To do: For each entry, output its words exactly and leave any picture behind.

Records shown:
====================
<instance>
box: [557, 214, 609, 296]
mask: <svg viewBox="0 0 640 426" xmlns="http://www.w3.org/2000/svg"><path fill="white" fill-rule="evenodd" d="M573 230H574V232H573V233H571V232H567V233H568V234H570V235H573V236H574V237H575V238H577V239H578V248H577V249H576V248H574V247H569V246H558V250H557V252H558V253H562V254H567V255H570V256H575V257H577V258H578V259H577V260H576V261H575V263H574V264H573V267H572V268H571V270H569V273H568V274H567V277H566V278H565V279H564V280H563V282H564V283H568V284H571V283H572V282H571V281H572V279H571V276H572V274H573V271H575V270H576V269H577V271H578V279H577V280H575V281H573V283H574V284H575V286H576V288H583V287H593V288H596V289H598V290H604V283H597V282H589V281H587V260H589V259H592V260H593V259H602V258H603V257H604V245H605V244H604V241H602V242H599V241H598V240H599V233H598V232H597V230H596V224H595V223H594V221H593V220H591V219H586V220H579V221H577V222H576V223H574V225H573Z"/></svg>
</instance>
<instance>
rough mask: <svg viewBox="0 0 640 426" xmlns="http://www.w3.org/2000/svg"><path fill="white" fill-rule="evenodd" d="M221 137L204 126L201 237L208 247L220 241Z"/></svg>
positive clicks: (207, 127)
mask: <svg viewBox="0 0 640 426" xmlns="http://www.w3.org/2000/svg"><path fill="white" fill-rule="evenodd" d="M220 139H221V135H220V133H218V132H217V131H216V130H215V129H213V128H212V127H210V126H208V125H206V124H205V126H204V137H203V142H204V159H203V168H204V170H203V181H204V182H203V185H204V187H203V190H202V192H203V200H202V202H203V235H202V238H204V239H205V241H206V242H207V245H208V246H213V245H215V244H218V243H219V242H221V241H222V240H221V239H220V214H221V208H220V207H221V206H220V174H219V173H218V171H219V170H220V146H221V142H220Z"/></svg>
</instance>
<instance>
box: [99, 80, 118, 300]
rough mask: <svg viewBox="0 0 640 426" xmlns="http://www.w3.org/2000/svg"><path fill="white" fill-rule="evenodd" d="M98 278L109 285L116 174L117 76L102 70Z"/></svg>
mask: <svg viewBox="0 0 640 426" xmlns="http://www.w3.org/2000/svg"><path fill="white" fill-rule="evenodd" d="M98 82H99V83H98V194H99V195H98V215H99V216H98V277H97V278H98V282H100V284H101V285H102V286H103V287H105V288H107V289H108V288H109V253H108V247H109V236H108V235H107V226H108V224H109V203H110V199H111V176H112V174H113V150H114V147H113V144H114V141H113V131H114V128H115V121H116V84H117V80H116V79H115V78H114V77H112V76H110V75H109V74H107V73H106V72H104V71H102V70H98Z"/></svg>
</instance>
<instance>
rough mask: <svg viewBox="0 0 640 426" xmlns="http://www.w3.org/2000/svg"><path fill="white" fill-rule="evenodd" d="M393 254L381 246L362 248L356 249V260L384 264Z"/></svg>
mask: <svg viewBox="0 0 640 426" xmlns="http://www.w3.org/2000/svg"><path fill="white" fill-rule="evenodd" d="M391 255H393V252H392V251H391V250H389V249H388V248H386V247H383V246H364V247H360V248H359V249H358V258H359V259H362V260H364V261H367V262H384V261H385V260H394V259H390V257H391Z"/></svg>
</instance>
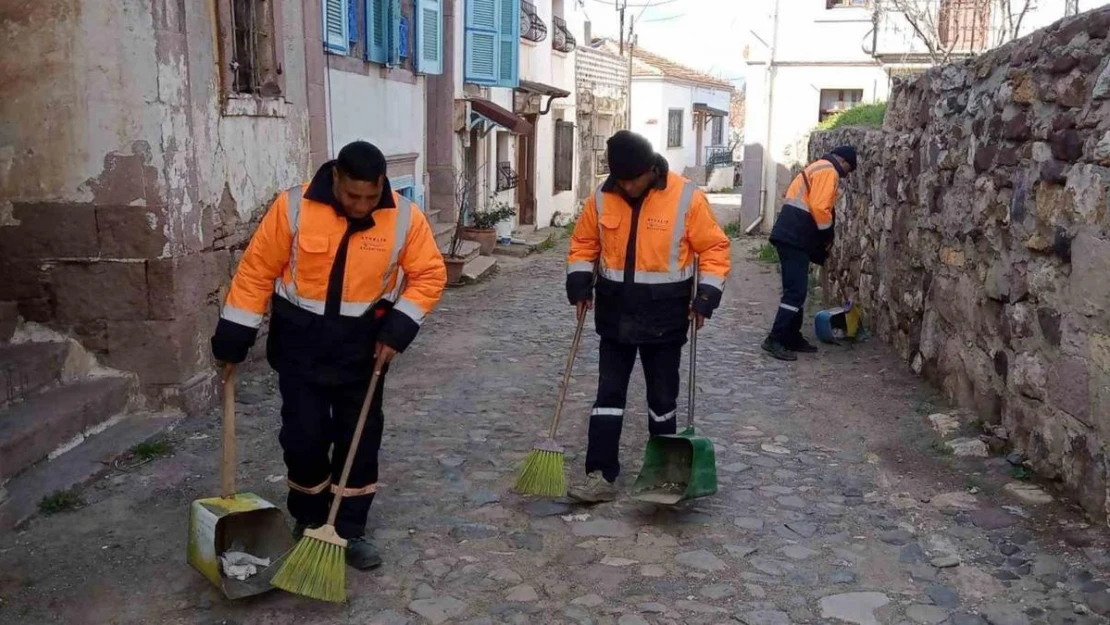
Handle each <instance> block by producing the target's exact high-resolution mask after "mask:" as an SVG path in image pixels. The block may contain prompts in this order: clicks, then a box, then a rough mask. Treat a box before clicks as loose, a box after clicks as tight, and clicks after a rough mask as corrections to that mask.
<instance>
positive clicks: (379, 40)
mask: <svg viewBox="0 0 1110 625" xmlns="http://www.w3.org/2000/svg"><path fill="white" fill-rule="evenodd" d="M388 24H390V2H388V0H366V60H367V61H372V62H374V63H382V64H385V62H386V61H387V60H388V58H390V53H388V46H390V27H388Z"/></svg>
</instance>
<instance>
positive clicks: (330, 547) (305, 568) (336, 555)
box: [271, 359, 385, 603]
====================
Task answer:
<instance>
box: [557, 214, 609, 296]
mask: <svg viewBox="0 0 640 426" xmlns="http://www.w3.org/2000/svg"><path fill="white" fill-rule="evenodd" d="M573 230H574V232H573V233H571V232H567V233H568V234H570V235H573V236H574V237H575V238H577V239H578V248H577V249H576V248H574V247H569V246H558V250H557V252H558V253H562V254H567V255H570V256H575V257H577V258H578V259H577V260H576V261H575V263H574V264H573V267H572V268H571V270H569V273H568V274H567V277H566V278H565V279H564V280H563V282H564V283H568V284H571V283H572V282H571V281H572V279H571V276H572V274H573V271H575V270H576V269H577V271H578V279H577V280H575V281H573V283H574V284H575V286H576V288H583V287H593V288H596V289H598V290H604V283H597V282H589V281H587V260H589V259H592V260H593V259H602V258H603V257H604V245H605V244H604V241H602V242H599V241H598V240H599V233H598V232H597V230H596V224H595V223H594V221H593V220H591V219H586V220H579V221H577V222H576V223H574V225H573Z"/></svg>
</instance>
<instance>
rough mask: <svg viewBox="0 0 640 426" xmlns="http://www.w3.org/2000/svg"><path fill="white" fill-rule="evenodd" d="M221 137L204 126L201 237L208 247L220 241Z"/></svg>
positive clicks: (207, 127)
mask: <svg viewBox="0 0 640 426" xmlns="http://www.w3.org/2000/svg"><path fill="white" fill-rule="evenodd" d="M220 139H221V135H220V133H218V132H217V131H216V130H215V129H213V128H212V127H210V126H208V125H206V124H205V126H204V137H203V142H204V159H203V168H204V170H203V181H204V182H203V185H204V187H203V190H202V192H203V200H202V202H203V235H202V238H204V239H205V241H206V242H207V245H208V246H213V245H215V244H218V243H219V242H221V241H222V240H221V239H220V214H221V208H220V207H221V206H220V174H219V173H218V171H219V170H220V146H221V142H220Z"/></svg>
</instance>
<instance>
box: [99, 80, 118, 300]
rough mask: <svg viewBox="0 0 640 426" xmlns="http://www.w3.org/2000/svg"><path fill="white" fill-rule="evenodd" d="M98 278L109 285L116 174L117 76L102 70Z"/></svg>
mask: <svg viewBox="0 0 640 426" xmlns="http://www.w3.org/2000/svg"><path fill="white" fill-rule="evenodd" d="M98 82H99V83H98V194H99V195H98V215H99V216H98V277H97V278H98V282H100V284H101V285H102V286H103V287H105V288H107V289H108V288H109V253H108V247H109V236H108V235H107V226H108V224H109V203H110V199H111V176H112V174H113V150H114V147H113V144H114V141H113V131H114V128H115V121H116V84H117V80H116V79H115V78H114V77H112V76H110V75H109V74H107V73H106V72H104V71H102V70H98Z"/></svg>
</instance>
<instance>
rough mask: <svg viewBox="0 0 640 426" xmlns="http://www.w3.org/2000/svg"><path fill="white" fill-rule="evenodd" d="M393 254L381 246L362 248L356 249V260L384 264Z"/></svg>
mask: <svg viewBox="0 0 640 426" xmlns="http://www.w3.org/2000/svg"><path fill="white" fill-rule="evenodd" d="M391 255H393V252H392V251H391V250H389V249H388V248H386V247H383V246H364V247H360V248H359V249H358V258H359V259H362V260H364V261H367V262H384V261H385V260H394V259H390V257H391Z"/></svg>
</instance>
Handle each <instance> block by producing the target's exact high-resolution mask after "mask:" as an SVG path in image pixels. The block may contain prompts in this order: clicks, then a box, then a rough mask. Treat a box before clicks as loose, a box after clicks as tight, and clicks after a rough mask as corrections to that mask.
<instance>
positive clicks: (379, 40)
mask: <svg viewBox="0 0 1110 625" xmlns="http://www.w3.org/2000/svg"><path fill="white" fill-rule="evenodd" d="M388 24H390V2H388V0H366V60H367V61H372V62H374V63H382V64H385V62H386V61H387V60H388V58H390V53H388V46H390V27H388Z"/></svg>
</instance>
<instance>
positive clicks: (330, 547) (305, 568) (336, 555)
box: [271, 359, 385, 603]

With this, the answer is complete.